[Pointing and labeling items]
::::

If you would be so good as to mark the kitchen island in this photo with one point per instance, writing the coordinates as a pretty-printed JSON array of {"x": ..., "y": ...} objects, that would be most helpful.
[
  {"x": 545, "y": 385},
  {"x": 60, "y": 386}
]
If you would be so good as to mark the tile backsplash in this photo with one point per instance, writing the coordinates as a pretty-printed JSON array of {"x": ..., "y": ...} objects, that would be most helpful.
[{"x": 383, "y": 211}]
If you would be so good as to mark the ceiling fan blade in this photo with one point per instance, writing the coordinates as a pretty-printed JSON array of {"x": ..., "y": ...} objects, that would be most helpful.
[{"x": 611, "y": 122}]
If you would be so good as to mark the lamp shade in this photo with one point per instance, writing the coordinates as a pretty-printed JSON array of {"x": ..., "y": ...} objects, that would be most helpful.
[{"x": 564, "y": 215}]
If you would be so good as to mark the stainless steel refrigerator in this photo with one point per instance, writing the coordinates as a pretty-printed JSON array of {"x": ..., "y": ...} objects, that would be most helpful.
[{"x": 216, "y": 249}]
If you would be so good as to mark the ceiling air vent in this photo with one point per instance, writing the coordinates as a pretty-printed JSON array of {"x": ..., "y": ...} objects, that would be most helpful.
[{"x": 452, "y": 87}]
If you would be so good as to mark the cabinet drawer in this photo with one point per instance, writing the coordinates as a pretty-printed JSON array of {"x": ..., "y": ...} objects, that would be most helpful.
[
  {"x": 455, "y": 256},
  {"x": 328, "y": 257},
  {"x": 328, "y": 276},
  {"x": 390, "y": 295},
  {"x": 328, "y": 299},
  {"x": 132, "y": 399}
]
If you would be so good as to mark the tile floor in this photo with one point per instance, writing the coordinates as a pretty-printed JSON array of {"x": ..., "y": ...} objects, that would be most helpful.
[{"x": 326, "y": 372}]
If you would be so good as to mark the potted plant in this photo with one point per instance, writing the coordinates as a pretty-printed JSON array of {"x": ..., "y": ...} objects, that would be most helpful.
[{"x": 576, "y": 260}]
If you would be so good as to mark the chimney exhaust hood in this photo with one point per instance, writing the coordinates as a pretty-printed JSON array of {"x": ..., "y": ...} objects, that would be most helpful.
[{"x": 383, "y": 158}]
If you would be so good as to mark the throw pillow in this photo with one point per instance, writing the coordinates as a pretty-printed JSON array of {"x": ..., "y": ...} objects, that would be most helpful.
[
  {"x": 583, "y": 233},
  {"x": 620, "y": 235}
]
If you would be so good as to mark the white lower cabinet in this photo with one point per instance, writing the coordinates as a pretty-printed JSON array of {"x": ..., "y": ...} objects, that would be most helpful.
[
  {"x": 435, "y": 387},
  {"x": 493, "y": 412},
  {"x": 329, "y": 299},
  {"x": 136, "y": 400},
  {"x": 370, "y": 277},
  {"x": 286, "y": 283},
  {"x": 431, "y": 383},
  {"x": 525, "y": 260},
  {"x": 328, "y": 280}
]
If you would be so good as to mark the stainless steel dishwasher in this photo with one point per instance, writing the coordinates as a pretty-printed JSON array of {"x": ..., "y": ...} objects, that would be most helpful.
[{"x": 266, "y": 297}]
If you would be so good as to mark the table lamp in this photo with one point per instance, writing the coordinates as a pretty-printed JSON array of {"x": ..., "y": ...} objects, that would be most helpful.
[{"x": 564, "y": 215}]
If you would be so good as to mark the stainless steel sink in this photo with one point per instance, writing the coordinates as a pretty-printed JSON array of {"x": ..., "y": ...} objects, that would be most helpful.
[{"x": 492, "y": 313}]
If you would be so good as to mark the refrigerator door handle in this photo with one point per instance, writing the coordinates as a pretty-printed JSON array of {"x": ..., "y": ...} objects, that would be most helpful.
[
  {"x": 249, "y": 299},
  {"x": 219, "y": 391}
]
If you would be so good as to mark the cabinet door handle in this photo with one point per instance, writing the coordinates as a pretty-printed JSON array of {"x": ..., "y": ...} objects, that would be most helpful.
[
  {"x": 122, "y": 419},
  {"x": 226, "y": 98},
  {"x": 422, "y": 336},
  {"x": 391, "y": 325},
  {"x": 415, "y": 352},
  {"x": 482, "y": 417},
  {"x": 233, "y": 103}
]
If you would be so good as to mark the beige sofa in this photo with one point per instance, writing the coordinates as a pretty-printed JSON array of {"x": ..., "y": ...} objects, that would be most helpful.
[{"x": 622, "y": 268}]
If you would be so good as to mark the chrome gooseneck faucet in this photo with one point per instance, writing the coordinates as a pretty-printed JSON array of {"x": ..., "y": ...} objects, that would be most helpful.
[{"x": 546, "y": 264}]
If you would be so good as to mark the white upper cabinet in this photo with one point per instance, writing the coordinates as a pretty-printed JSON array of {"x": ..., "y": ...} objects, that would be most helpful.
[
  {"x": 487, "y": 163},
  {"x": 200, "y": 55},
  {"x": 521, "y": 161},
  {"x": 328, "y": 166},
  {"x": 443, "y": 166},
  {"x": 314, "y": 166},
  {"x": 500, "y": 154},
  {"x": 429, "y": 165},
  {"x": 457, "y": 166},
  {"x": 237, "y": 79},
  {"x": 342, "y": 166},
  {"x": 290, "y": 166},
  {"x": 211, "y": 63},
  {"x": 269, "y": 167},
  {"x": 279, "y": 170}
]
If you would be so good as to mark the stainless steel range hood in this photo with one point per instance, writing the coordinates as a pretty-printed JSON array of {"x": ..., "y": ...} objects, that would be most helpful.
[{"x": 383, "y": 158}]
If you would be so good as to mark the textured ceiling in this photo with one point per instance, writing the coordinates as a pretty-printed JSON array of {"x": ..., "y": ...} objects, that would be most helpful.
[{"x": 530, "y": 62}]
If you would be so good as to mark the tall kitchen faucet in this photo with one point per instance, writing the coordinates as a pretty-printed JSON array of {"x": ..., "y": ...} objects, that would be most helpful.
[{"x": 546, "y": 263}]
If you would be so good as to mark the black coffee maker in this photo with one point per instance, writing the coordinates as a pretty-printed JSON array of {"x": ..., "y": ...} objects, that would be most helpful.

::::

** Instruction **
Can you write out every item above again, replacing "pretty-printed" with "neatly indented" and leaving everything else the same?

** Final answer **
If you would be so good as to mark the kitchen island in this photo with one point per instance, writing the coordinates as a neatly indented JSON array of {"x": ..., "y": ...} objects, that would be most helpful.
[
  {"x": 545, "y": 385},
  {"x": 60, "y": 386}
]
If you would be so good as to mark the tile backsplash in this photo with one point per instance, writing the coordinates as a neatly indented JSON array of {"x": ..., "y": ...} objects, that would be most helpful.
[{"x": 383, "y": 211}]
If you would be so good as to mark the ceiling fan blade in this photo with one point per instance, writing the coordinates as a neatly indented JSON array of {"x": ..., "y": ...} objects, that would be most helpful.
[{"x": 611, "y": 122}]
If you would be so good as to mark the lamp shade in this photo with one point per instance, writing the coordinates as a neatly indented JSON array of {"x": ..., "y": ...} objects, that would be most helpful.
[{"x": 564, "y": 215}]
If you would be so good as to mark the stainless steel refrigerator in this photo with one point per instance, writing the coordinates as a neatly indented JSON array of {"x": ..., "y": ...} objects, that would be most helpful.
[{"x": 216, "y": 249}]
If you would be so good as to mark the ceiling air vent in this photo with one point per instance, writing the coordinates as a neatly indented JSON array of {"x": ..., "y": ...} objects, that would be most helpful.
[{"x": 452, "y": 87}]
If you would be so good as to mark the cabinet drawer in this photo with one point per instance, writing the coordinates as a neatly indented JSON array of {"x": ..., "y": ...} objects, that would be most helpful.
[
  {"x": 455, "y": 256},
  {"x": 328, "y": 257},
  {"x": 328, "y": 276},
  {"x": 390, "y": 295},
  {"x": 328, "y": 299},
  {"x": 132, "y": 399}
]
If you would be so good as to mark the tile floor in this photo with one point per instance, writing the coordinates as a neatly indented JSON array of {"x": ..., "y": ...} objects, that would be most helpful.
[{"x": 326, "y": 372}]
If you would be so good as to mark the potted plant in this photo with one point per instance, writing the coordinates as a neatly indented JSON array of {"x": ..., "y": ...} objects, that would be most helpful.
[{"x": 576, "y": 260}]
If you would be so good as to mark the chimney exhaust hood in this photo with one point per instance, writing the coordinates as a neatly indented JSON array of {"x": ..., "y": ...} objects, that would be most helpful.
[{"x": 383, "y": 158}]
If you would be so good as to mark the throw pillow in this photo with one point per instance, writing the coordinates as a neatly indented JSON array of {"x": ..., "y": ...} objects, that would be most helpful.
[
  {"x": 583, "y": 233},
  {"x": 620, "y": 235}
]
If you would be so good as to mark the white lower cabinet in this photo with one point per instance, writing the coordinates as a neatly indented JSON array of {"x": ..., "y": ...} objects, that would be most helpful.
[
  {"x": 435, "y": 387},
  {"x": 493, "y": 412},
  {"x": 329, "y": 299},
  {"x": 136, "y": 400},
  {"x": 370, "y": 277},
  {"x": 286, "y": 283},
  {"x": 431, "y": 383},
  {"x": 525, "y": 260},
  {"x": 328, "y": 280}
]
If you would be so good as to mark the stainless steel dishwasher in this photo with one point per instance, writing the coordinates as a neatly indented JSON array of {"x": ..., "y": ...} objects, that would be most helpful.
[{"x": 266, "y": 297}]
If you would be so good as to mark the table lamp in this photo with one point per instance, writing the coordinates as a neatly indented JSON array of {"x": ..., "y": ...} objects, that would be most helpful.
[{"x": 564, "y": 215}]
If you would be so good as to mark the stainless steel sink in this photo with one point per instance, writing the coordinates as a neatly indented JSON array of {"x": ..., "y": ...} objects, that would be most helpful.
[{"x": 492, "y": 313}]
If you would be so good as to mark the refrigerator door handle in this photo with one point per instance, writing the coordinates as a neatly indented JSON array of {"x": ..., "y": ...} objects, that would be most helpful.
[
  {"x": 249, "y": 299},
  {"x": 219, "y": 391}
]
If you would be so good as to mark the cabinet door handle in this photo with one point per instance, writing the coordinates as a neatly indented JSON array of {"x": ..., "y": ...} objects, that would be most helpful.
[
  {"x": 122, "y": 419},
  {"x": 226, "y": 98},
  {"x": 422, "y": 336},
  {"x": 391, "y": 325},
  {"x": 415, "y": 352},
  {"x": 482, "y": 417},
  {"x": 233, "y": 103}
]
If you would be so good as to mark the beige sofa in this photo with one point per instance, writing the coordinates as a neatly indented JSON array of {"x": ..., "y": ...} objects, that would be most helpful.
[{"x": 622, "y": 268}]
If you would be so good as to mark the chrome gooseneck faucet in this photo with one point per instance, writing the coordinates as a neatly indented JSON array of {"x": ..., "y": ...} objects, that would be most helpful.
[{"x": 546, "y": 264}]
If you would be so good as to mark the white upper cabinet in this photo with one point per instance, writing the coordinates as a neatly indented JSON array of {"x": ..., "y": ...} objects, that would be most helpful.
[
  {"x": 487, "y": 163},
  {"x": 200, "y": 55},
  {"x": 521, "y": 161},
  {"x": 328, "y": 166},
  {"x": 443, "y": 166},
  {"x": 314, "y": 166},
  {"x": 500, "y": 154},
  {"x": 429, "y": 165},
  {"x": 457, "y": 166},
  {"x": 237, "y": 79},
  {"x": 342, "y": 166},
  {"x": 290, "y": 166},
  {"x": 211, "y": 63},
  {"x": 269, "y": 167},
  {"x": 279, "y": 170}
]
If you would be so good as to mark the stainless steel range hood in this photo with one point per instance, writing the coordinates as a neatly indented JSON array of {"x": ..., "y": ...} objects, that would be most helpful.
[{"x": 383, "y": 158}]
If you would be so good as to mark the textured ceiling in this photo with one point per instance, writing the coordinates as a neatly indented JSON array of {"x": ..., "y": ...} objects, that would be most helpful.
[{"x": 530, "y": 62}]
If you would be so good as to mark the tall kitchen faucet in this photo with one point per instance, writing the coordinates as a neatly indented JSON array of {"x": ..., "y": ...} objects, that would be most helpful.
[{"x": 546, "y": 263}]
If you would be so good as to mark the black coffee maker in this photo with one point per instance, writing the coordinates as a neatly indented JSON array of {"x": ..., "y": ...} objects, that would be most helpful.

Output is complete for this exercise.